■ WHAT THE EXERCISE ASKS
Return an exact copy of the lines from the one holding "Can you find the wooden" to the end of the data, including both the starting and final lines. Leave the pictures out.

[SUPPLIED INFORMATION start]

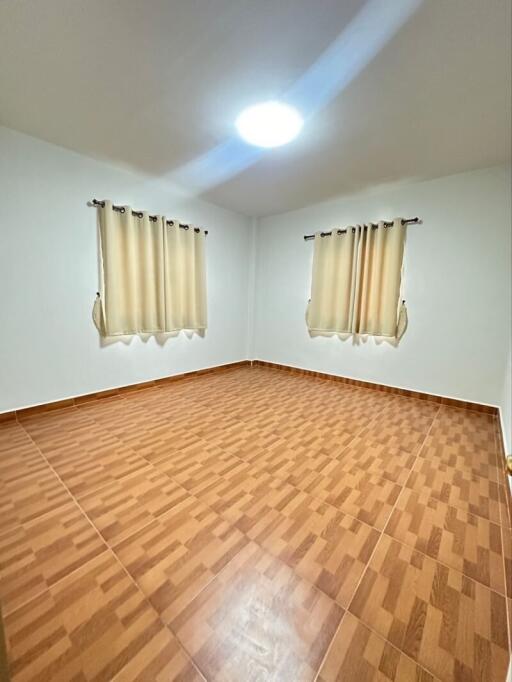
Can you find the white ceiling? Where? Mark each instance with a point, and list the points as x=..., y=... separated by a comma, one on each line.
x=157, y=85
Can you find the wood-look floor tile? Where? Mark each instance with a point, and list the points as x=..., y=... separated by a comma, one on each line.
x=144, y=430
x=29, y=497
x=199, y=474
x=457, y=487
x=37, y=554
x=84, y=454
x=457, y=456
x=257, y=620
x=468, y=543
x=18, y=453
x=356, y=492
x=119, y=509
x=453, y=626
x=473, y=430
x=396, y=435
x=381, y=460
x=320, y=543
x=90, y=626
x=174, y=558
x=359, y=655
x=28, y=487
x=225, y=494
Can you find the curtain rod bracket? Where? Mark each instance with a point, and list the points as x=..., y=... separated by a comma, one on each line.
x=94, y=203
x=387, y=223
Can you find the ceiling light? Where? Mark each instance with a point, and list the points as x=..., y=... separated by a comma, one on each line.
x=269, y=124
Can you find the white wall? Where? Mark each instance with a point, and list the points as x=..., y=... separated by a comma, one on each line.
x=457, y=287
x=506, y=407
x=49, y=347
x=458, y=283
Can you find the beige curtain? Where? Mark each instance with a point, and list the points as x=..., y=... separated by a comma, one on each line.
x=153, y=275
x=185, y=279
x=356, y=282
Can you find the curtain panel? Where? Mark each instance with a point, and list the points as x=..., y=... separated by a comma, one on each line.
x=356, y=282
x=153, y=275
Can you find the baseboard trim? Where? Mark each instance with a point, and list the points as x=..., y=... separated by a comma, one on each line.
x=116, y=392
x=451, y=402
x=121, y=390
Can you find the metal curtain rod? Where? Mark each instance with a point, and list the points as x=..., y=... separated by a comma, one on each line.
x=387, y=223
x=139, y=214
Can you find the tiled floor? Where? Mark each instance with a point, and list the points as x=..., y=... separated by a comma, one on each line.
x=255, y=525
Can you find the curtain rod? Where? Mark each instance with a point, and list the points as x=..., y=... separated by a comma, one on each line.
x=387, y=223
x=139, y=214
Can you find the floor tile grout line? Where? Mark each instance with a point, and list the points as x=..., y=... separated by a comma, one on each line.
x=249, y=539
x=116, y=558
x=363, y=573
x=380, y=636
x=502, y=531
x=111, y=545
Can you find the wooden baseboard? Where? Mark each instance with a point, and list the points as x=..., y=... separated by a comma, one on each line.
x=110, y=393
x=452, y=402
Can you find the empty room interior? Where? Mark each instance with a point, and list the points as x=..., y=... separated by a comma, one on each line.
x=256, y=380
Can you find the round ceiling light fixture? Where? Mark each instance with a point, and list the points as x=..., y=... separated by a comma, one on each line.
x=269, y=124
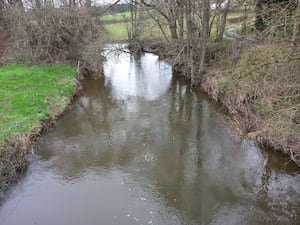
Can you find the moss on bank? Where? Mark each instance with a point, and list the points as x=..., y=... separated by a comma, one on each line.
x=262, y=91
x=29, y=96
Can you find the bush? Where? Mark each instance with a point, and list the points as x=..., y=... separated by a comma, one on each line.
x=52, y=34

[SUPPLIED INFORMATION end]

■ RESULT FOR THIS EXERCISE
Can you find the wooden baseboard? Where? Mark each instance with a point, and list the points as x=..., y=... separated by a comma, one on each line.
x=110, y=393
x=452, y=402
Can you find the empty room interior? Where? Mark each instance with a point, and list the points as x=..., y=... separated by a comma, one on each line.
x=256, y=380
Can you find the round ceiling light fixture? Where? Mark each instance with a point, and list the points as x=..., y=... separated by a comma, one on each line.
x=269, y=124
Can you find the moss on bank? Where? Mark each instance with a point, and list the points as x=..., y=... separated by a comma, one on each line.
x=262, y=91
x=29, y=96
Can you find the bush? Where? Mark each instance with a point, and list the points as x=..., y=... separated by a comma, one on each line.
x=52, y=34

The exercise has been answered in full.